The rout in European bonds has set in motion what could become an “illiquidity doom loop” in the region’s investment-grade debt ETFs, Mizuho International warns.
While this month’s sell-off has inflicted only minor stress on most exchange-traded products, some have seen extreme gaps form between the price and the value of assets, signifying disorder in the underlying markets. That has reignited anxiety about fixed-income ETFs, which are more liquid than the assets they hold.
So far, ETFs have largely withstood one of the toughest liquidity tests they’ve ever faced, but Mizuho’s Peter Chatwell sees the beginning stages of the spiral taking place in funds such as the 10.2 billion euro ($11 billion) iShares Core EUR Corp Bond UCITS ETF (IEAC). The ETF’s price traded at a record 6.5% discount to its net-asset value this week.
Rampant volatility in bond markets makes it unappealing for middlemen known as authorized participants to step in to equalize the value of the ETF and the bonds underlying it. In normal times, the price dislocation would spur them to buy shares of a falling ETF in order to exchange them for the underlying bonds with the fund’s issuer, capturing a virtually risk-free profit.
Now, with stress mounting, fears are rising that investors rushing to redeem ETFs will exacerbate a sell-off in the underlying market as authorized participants channel bonds out of the fund. The rampant volatility has made it more difficult to unload the underlying bonds.
Mr. Chatwell warned the price dislocation may cause investors to abandon the ETFs, and argued that the region’s central bank should purchase European high-grade ETFs in addition to corporate bonds in order to reduce selling pressure on the underlying bonds.
“ETF investors may lose faith in the ETF products, and sell even more, unless policy makers take action to break the loop,” Mr. Chatwell, Mizuho’s head of multi-asset strategy, wrote in a note Thursday. “Given the importance of corporate bond spreads in the transmission of ECB monetary policy to the real economy, we think the ECB should also consider measures to address this problem.”
Concerns about the economic fallout of the coronavirus have upended financial markets, unleashing historical turbulence across the bond spectrum and sapping liquidity.
While many strategists have long argued that such turmoil will cause ETFs to exacerbate the selling, so far the evidence for a liquidity spiral is scant, even as some of the largest fixed-income ETFs continue to trade at steep discounts. IEAC’s discount narrowed to 2.9% in the latest session.
But in the eyes of Dave Perlman at UBS Global Wealth Management, ETFs actually diminish the risk of such a doom loop.
“The ETF provides a mechanism for sellers and buyers to meet without selling the underlying bonds,” said Mr. Perlman, an ETF strategist. “The ETF wrapper helps slow the risk of the death spiral.”

▶ DATA PROVIDED:

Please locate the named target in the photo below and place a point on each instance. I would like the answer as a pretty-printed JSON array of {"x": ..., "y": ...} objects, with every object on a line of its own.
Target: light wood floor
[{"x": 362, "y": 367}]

▶ REQUIRED WORK:
[1] Answer these about the article on European bond ETFs:
(a) What record discount to its net-asset value did IEAC's price trade at this week?
(b) What is Peter Chatwell's role at Mizuho?
(c) Where does Dave Perlman work?
[2] Name every company or institution the article on European bond ETFs refers to by name, leaving out the fund itself.
[3] Rewrite the article on European bond ETFs, starting at the words "While this month’s" and stopping after "value this week.", with "anxiety" changed to "worry".

▶ SOLUTIONS TO THE TASKS:
[1]
(a) 6.5%
(b) Head of multi-asset strategy
(c) UBS Global Wealth Management

[2]
Mizuho International
The ECB
UBS Global Wealth Management

[3]
While this month’s sell-off has inflicted only minor stress on most exchange-traded products, some have seen extreme gaps form between the price and the value of assets, signifying disorder in the underlying markets. That has reignited worry about fixed-income ETFs, which are more liquid than the assets they hold.
So far, ETFs have largely withstood one of the toughest liquidity tests they’ve ever faced, but Mizuho’s Peter Chatwell sees the beginning stages of the spiral taking place in funds such as the 10.2 billion euro ($11 billion) iShares Core EUR Corp Bond UCITS ETF (IEAC). The ETF’s price traded at a record 6.5% discount to its net-asset value this week.